# Task to complete:
The expected output is the complete data, reproduced exactly.

# Material shown:
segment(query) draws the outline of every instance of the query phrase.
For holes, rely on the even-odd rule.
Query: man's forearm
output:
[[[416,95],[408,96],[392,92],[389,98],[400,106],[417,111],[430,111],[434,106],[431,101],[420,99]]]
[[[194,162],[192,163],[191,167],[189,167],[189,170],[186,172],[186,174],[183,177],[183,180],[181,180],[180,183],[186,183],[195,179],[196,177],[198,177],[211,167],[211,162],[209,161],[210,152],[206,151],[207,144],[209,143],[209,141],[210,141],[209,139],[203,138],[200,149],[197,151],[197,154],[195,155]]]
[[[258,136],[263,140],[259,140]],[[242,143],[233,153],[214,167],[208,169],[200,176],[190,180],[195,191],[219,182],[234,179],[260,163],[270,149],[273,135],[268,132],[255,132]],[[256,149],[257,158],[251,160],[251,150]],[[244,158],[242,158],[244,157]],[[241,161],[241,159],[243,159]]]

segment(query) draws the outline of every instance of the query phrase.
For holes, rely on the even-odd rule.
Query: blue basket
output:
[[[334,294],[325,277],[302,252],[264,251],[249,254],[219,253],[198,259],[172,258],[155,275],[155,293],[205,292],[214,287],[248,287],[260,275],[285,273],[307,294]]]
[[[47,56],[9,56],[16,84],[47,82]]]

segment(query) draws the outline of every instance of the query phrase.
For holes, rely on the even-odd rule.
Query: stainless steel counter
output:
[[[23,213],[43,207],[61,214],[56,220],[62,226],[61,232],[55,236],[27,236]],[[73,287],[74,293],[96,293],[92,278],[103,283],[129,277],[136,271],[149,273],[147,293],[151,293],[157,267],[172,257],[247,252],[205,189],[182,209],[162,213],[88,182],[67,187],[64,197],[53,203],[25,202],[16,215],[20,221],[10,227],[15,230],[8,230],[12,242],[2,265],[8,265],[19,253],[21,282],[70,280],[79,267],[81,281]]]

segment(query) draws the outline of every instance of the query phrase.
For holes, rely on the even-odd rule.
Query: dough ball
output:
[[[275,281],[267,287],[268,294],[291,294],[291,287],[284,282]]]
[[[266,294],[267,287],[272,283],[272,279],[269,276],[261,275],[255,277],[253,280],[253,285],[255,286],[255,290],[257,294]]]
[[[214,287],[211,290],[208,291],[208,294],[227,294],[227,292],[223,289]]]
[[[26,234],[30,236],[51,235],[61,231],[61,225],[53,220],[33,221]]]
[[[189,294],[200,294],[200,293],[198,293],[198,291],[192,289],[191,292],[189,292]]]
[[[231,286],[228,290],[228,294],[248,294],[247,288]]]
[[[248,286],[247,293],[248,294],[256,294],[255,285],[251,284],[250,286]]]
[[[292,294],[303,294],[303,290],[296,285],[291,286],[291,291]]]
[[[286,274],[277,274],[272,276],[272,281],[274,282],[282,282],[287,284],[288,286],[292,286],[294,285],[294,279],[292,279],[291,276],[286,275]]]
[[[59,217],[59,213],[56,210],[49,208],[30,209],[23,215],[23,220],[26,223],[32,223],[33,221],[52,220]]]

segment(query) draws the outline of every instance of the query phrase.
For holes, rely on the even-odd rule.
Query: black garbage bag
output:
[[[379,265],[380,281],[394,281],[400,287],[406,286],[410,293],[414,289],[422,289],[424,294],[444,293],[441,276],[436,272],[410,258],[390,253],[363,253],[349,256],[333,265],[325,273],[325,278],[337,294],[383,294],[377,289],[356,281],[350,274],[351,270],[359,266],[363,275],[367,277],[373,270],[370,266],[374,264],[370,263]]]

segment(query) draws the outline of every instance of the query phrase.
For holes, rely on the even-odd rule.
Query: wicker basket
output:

# Exercise output:
segment(query) draws the outline of every instance of the query phrase.
For holes, rely on the even-odd rule.
Query: man's forearm
output:
[[[416,95],[408,96],[392,92],[389,98],[400,106],[417,111],[430,111],[434,106],[431,101],[420,99]]]
[[[194,162],[192,163],[191,167],[189,167],[189,170],[186,172],[186,174],[183,177],[183,180],[181,180],[180,183],[186,183],[195,179],[196,177],[198,177],[211,167],[211,162],[209,161],[210,152],[206,151],[207,144],[209,143],[209,141],[210,141],[209,139],[203,138],[200,149],[197,151],[197,154],[195,155]]]
[[[258,136],[263,140],[259,140]],[[242,143],[233,153],[214,167],[208,169],[200,176],[190,180],[195,191],[219,182],[234,179],[260,163],[270,149],[273,135],[268,132],[255,132]],[[256,149],[257,158],[251,160],[251,150]],[[244,158],[242,158],[244,157]],[[241,161],[241,159],[243,159]]]

segment(query) draws the outline of every instance of the query phrase.
For holes, rely on the even-odd rule.
Query: blue basket
output:
[[[334,294],[325,277],[302,252],[264,251],[249,254],[219,253],[198,259],[172,258],[155,275],[155,293],[205,292],[214,287],[248,287],[260,275],[285,273],[307,294]]]
[[[47,56],[9,56],[16,84],[47,82]]]

segment(query) draws the outline of every instance of the query phrase.
For holes, rely on the even-odd rule.
Query: stainless steel counter
output:
[[[23,213],[43,207],[61,214],[56,220],[62,226],[61,232],[55,236],[27,236]],[[73,287],[74,293],[96,293],[92,278],[103,283],[129,277],[136,271],[149,273],[147,293],[151,293],[157,267],[172,257],[247,252],[205,189],[182,209],[162,213],[88,182],[67,187],[64,197],[53,203],[25,202],[16,215],[20,221],[10,227],[15,230],[8,230],[12,242],[2,265],[8,265],[19,253],[21,282],[70,280],[79,267],[81,281]]]

segment(query) draws the outline of every instance of the query phrase.
For holes, rely on the even-odd rule.
Query: dough ball
output:
[[[275,281],[267,287],[268,294],[291,294],[291,287],[284,282]]]
[[[266,294],[267,287],[272,283],[272,279],[269,276],[261,275],[255,277],[253,280],[253,285],[255,286],[255,290],[257,294]]]
[[[214,287],[211,290],[208,291],[208,294],[227,294],[227,292],[223,289]]]
[[[26,234],[30,236],[51,235],[61,231],[61,225],[53,220],[33,221]]]
[[[189,294],[200,294],[200,293],[198,293],[198,291],[192,289],[191,292],[189,292]]]
[[[231,286],[228,290],[228,294],[248,294],[247,288]]]
[[[248,286],[247,293],[248,294],[256,294],[255,285],[251,284],[250,286]]]
[[[292,294],[303,294],[303,290],[296,285],[291,286],[291,291]]]
[[[286,274],[277,274],[272,276],[272,281],[274,282],[282,282],[287,284],[288,286],[292,286],[294,285],[294,279],[292,279],[291,276],[286,275]]]
[[[59,217],[59,213],[56,210],[49,208],[30,209],[23,215],[23,220],[26,223],[32,223],[33,221],[52,220]]]

segment(query) draws the outline of every instance of the query phrase.
For holes, rely on the even-odd rule.
Query: black garbage bag
output:
[[[379,265],[380,281],[394,281],[400,287],[406,286],[410,293],[414,289],[422,289],[424,294],[444,293],[441,276],[436,272],[410,258],[390,253],[363,253],[349,256],[333,265],[325,273],[325,278],[337,294],[383,294],[377,289],[356,281],[350,274],[351,270],[359,266],[363,275],[367,277],[373,270],[370,266],[374,264],[370,263]]]

segment(query) draws the outline of every instance of the query phrase.
For holes, rely on the even-odd rule.
Query: wicker basket
output:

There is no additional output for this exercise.